:: PROBLEM ::
Reproduce the following lines verbatim, omitting the pictures from your response.

:: MATERIAL SHOWN ::
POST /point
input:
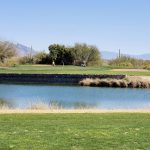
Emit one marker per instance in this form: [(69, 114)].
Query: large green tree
[(86, 54), (7, 50), (60, 54)]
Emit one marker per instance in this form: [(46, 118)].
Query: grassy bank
[(75, 131), (47, 69)]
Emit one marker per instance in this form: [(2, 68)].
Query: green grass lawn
[(47, 69), (118, 131)]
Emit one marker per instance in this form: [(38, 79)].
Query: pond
[(24, 96)]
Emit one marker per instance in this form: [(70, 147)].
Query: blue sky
[(108, 24)]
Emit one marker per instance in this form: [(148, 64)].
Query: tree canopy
[(7, 50)]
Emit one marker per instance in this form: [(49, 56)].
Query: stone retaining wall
[(68, 79)]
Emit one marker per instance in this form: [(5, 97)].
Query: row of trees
[(130, 62), (79, 54)]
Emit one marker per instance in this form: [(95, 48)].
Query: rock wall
[(61, 79)]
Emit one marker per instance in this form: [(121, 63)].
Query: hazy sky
[(108, 24)]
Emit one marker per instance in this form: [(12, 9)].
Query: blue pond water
[(22, 96)]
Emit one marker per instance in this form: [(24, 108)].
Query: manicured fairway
[(47, 69), (107, 131)]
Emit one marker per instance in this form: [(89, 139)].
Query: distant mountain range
[(112, 55)]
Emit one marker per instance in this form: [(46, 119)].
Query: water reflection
[(75, 97)]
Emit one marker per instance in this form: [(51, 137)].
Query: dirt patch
[(131, 70)]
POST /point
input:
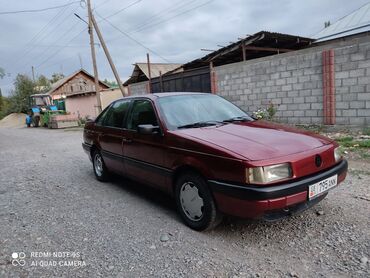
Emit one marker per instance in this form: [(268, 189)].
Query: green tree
[(19, 98), (56, 77), (42, 84)]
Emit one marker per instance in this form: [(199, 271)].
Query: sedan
[(212, 157)]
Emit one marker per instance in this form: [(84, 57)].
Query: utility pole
[(100, 36), (79, 57), (33, 74), (150, 76), (96, 78)]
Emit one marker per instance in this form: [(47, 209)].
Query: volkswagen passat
[(213, 157)]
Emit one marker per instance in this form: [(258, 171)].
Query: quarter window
[(116, 114), (142, 113)]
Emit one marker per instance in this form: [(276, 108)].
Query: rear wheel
[(195, 202), (100, 170)]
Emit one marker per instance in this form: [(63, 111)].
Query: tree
[(42, 85), (56, 77), (112, 84), (19, 98)]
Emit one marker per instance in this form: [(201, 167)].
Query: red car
[(213, 157)]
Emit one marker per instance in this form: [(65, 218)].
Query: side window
[(102, 116), (142, 113), (117, 113)]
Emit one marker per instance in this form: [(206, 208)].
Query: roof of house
[(64, 80), (260, 44), (353, 23), (141, 73)]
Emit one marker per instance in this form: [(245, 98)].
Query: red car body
[(221, 154)]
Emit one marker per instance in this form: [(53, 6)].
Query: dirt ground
[(60, 222)]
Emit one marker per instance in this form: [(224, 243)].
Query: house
[(78, 91)]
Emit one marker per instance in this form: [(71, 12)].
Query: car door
[(144, 153), (111, 135)]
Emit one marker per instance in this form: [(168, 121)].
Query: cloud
[(176, 30)]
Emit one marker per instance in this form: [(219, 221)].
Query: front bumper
[(257, 201)]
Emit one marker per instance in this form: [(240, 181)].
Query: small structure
[(138, 83), (78, 91)]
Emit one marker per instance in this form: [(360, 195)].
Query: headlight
[(267, 174), (337, 154)]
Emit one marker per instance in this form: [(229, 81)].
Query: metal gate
[(197, 80)]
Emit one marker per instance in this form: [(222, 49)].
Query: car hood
[(258, 140)]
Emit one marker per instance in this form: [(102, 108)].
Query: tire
[(195, 202), (99, 168)]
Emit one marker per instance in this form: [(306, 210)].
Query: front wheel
[(100, 170), (195, 202)]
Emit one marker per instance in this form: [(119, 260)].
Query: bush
[(265, 113)]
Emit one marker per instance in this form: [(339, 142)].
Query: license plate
[(320, 187)]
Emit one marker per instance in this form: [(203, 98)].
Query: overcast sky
[(176, 30)]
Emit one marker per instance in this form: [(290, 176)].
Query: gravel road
[(65, 223)]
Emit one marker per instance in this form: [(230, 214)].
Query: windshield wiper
[(237, 119), (200, 124)]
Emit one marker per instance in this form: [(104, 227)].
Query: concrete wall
[(293, 82), (140, 88)]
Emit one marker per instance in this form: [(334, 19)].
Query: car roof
[(165, 94)]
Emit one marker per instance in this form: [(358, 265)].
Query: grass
[(366, 131)]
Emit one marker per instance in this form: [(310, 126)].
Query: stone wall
[(293, 82)]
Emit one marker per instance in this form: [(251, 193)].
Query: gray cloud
[(178, 40)]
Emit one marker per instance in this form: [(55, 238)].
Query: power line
[(170, 9), (41, 34), (39, 10), (172, 17), (56, 52), (125, 8), (133, 39)]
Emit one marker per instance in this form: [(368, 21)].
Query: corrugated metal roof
[(141, 73), (60, 82), (266, 43), (354, 23)]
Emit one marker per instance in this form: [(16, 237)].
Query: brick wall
[(293, 82), (140, 88)]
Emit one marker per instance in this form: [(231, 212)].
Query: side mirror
[(147, 129)]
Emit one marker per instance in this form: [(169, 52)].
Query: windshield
[(192, 110)]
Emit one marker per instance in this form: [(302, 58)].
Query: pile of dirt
[(14, 120)]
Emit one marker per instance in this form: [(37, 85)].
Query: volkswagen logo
[(318, 160)]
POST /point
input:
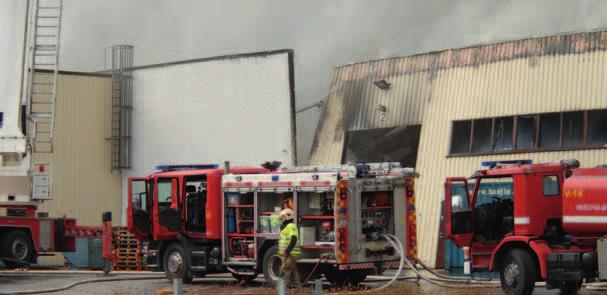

:: WRITTEN SOLUTION ::
POST /point
input:
Emit one marker per instance in this form: [(69, 114)].
Query: large green tree
[(86, 54), (7, 50), (60, 54)]
Emit one marker per instance in this form: [(46, 118)].
Query: grassy bank
[(75, 131), (47, 69)]
Emit one marker per instance in this form: [(2, 68)].
Query: green grass lawn
[(47, 69), (118, 131)]
Emit one marker per instance in this form: [(38, 79)].
Query: pond
[(24, 96)]
Emit one marker per instance in this form: [(70, 147)].
Query: blue sky
[(108, 24)]
Emit one marker per instance in this form: [(148, 64)].
Query: tree canopy
[(7, 50)]
Emit one marker per instance in this form: [(49, 56)].
Query: stone retaining wall
[(68, 79)]
Emit one marker per instance in this form: [(5, 97)].
Query: row of trees
[(130, 62), (79, 54)]
Emit one marker per instance in this form: [(95, 48)].
Query: rock wall
[(61, 79)]
Emit one marker per instance in this form: [(121, 63)].
Query: hazy sky
[(108, 24)]
Emit one marker per instance in this form: [(12, 9)].
Query: blue pond water
[(22, 96)]
Emit one marker per instance in this form: [(24, 108)].
Query: manicured fairway
[(47, 69), (107, 131)]
Emit one marker per instance in this form: [(89, 139)].
Query: distant mountain range
[(112, 55)]
Emit one marker per instance in this form: [(46, 119)].
Query: water reflection
[(75, 97)]
Emit one marker per instance in this form: [(51, 137)].
Query: dirt patch
[(131, 70)]
POST /point
input:
Emit one marker per instance in this form: [(268, 189)].
Query: green tree
[(19, 98), (56, 77), (42, 84)]
Emit one marker per instance in this form: [(199, 271)].
Query: sedan
[(212, 157)]
Emit one marker per instance in this form: [(84, 57)].
Query: utility pole
[(100, 36), (79, 57), (33, 74), (150, 76), (96, 78)]
Emit one marker per instance in this form: [(47, 209)].
Query: volkswagen passat
[(213, 157)]
Emit one marker per instance in this form: [(258, 171)].
Query: quarter window
[(116, 114), (142, 113)]
Emit one marker per instance in this form: [(276, 108)].
Query: rear wheel
[(195, 202), (100, 170)]
Emit one marker per instance in this form: [(63, 111)].
Query: tree
[(42, 85), (56, 77), (112, 84), (19, 98)]
Emit one marker per instance in this form: [(201, 167)].
Query: red car
[(213, 157)]
Emit one marker per instance in this form: [(65, 218)].
Query: side window
[(102, 116), (142, 113), (117, 113)]
Emit one marker per instance in this form: [(206, 208)].
Query: roof of house
[(64, 80), (260, 44), (353, 23), (141, 73)]
Emit one marker per instance in this form: [(245, 98)].
Query: red car body
[(221, 154)]
Emit one marker per instance in this form: [(53, 6)].
Query: dirt ground
[(60, 222)]
Emit one marker per instance in this form: [(224, 243)].
Query: house
[(78, 91)]
Emit one marker per instance in this form: [(71, 12)].
Query: car door
[(144, 153), (111, 135)]
Emit one marker per instance in this form: [(168, 121)].
Query: cloud
[(176, 30)]
Emit one marker per instance in this form: [(219, 221)].
Query: front bumper
[(257, 201)]
Emit one marker per instance in this form: [(240, 181)].
Query: small structure
[(138, 83), (78, 91)]
Emit one marker per instance in this form: [(360, 195)].
Query: headlight
[(267, 174), (337, 154)]
Emit one marker per instance in this form: [(229, 81)].
Query: metal gate
[(197, 80)]
Emit one marker per instance in this form: [(222, 49)].
Query: car hood
[(258, 140)]
Emit one marker per instance in this form: [(102, 108)].
Query: tire
[(195, 202), (99, 168)]
Emit one marker per instance in this form: [(306, 210)].
Query: front wheel
[(100, 170), (195, 202)]
Emit one marker per instance in this form: [(119, 260)].
Query: bush
[(265, 113)]
Emit one marker per instance in this form: [(339, 142)].
Query: license plate
[(320, 187)]
Emit one marker per instance in this form: [(203, 98)].
Query: overcast sky
[(176, 30)]
Emit one marker per instance in this form: [(290, 176)].
Query: gravel road
[(65, 223)]
Emit one marker per instance in this form: [(230, 214)].
Query: windshield wiper
[(237, 119), (200, 124)]
Emit one marker per instance in this form: [(104, 227)].
Query: concrete wall
[(293, 82), (140, 88)]
Emit one marker per instance in this form: [(334, 19)].
Query: car roof
[(165, 94)]
Emit one marker per instance in this form: [(358, 265)].
Query: grass
[(366, 131)]
Emit one marker per instance in this form: [(310, 126)].
Query: stone wall
[(293, 82)]
Emit one marker per instance in this form: [(251, 193)].
Query: gray cloud
[(178, 40)]
Emit one marker per instance in this form: [(55, 238)].
Query: power line
[(170, 9), (41, 34), (39, 10), (172, 17), (56, 52), (125, 8), (133, 39)]
Emit one marker per instance in this form: [(368, 21)].
Query: corrugated metal roof
[(141, 73), (60, 82), (266, 43), (354, 23)]
Emit one marker per instance in this form: [(16, 237)].
Query: brick wall
[(293, 82), (140, 88)]
Emit one marker per instance in this form: [(231, 212)].
Query: side mirror
[(147, 129)]
Emit one marker per instance in this form: [(169, 52)].
Query: windshield
[(192, 110)]
Emit one marker per instance in this form: [(302, 58)].
Query: pile of dirt
[(14, 120)]
Emit one marker per instance in this form: [(37, 85)].
Query: volkswagen logo
[(318, 160)]
POST /point
input:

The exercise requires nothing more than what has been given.